Problem description: Convert the listing lines starting at the one containing "Convert the prompts" and ending at the one containing "box: [62, 27, 74, 47]" into a Markdown table with the columns Row and Listing line, skipping any blank lines.

(Records taken from a data source)
==*==

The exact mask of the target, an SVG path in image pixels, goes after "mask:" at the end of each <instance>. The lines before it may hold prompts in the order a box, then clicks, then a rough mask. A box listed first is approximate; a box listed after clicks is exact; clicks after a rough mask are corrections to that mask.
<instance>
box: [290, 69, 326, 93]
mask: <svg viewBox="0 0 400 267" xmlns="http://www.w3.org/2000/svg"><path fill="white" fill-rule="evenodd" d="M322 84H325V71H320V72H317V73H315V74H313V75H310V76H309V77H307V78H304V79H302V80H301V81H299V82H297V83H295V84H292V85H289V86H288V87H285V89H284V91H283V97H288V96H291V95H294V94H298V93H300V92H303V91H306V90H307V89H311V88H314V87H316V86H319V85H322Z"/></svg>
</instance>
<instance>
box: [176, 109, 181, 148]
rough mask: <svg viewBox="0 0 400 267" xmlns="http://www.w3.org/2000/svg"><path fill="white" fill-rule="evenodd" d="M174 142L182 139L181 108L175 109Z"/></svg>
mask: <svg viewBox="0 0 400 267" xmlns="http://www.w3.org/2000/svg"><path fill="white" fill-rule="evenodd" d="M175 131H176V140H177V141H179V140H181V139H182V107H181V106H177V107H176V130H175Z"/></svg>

==*==

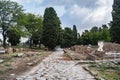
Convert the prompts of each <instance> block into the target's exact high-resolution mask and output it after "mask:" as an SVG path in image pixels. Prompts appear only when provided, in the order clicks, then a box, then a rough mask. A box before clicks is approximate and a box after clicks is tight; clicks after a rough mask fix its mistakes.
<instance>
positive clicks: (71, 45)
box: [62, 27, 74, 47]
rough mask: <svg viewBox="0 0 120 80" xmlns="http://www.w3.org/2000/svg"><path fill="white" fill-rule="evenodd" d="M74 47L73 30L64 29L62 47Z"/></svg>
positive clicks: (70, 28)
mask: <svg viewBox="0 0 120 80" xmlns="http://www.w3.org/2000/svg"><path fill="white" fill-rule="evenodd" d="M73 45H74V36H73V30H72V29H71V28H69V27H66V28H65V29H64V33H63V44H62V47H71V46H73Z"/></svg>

==*==

Problem solution:
| Row | Listing line |
|---|---|
| 1 | Convert the prompts of each <instance> block into the target's exact high-resolution mask and output it after "mask:" as an SVG path in image pixels. Prompts appear only when provided, in the order clicks, then a box, then a rough mask. A box before clicks is approximate and a box after clicks is tight; clicks after a rough mask fix its mistakes. |
| 2 | <instance> |
| 3 | positive clicks: (71, 45) |
| 4 | box: [62, 27, 74, 47] |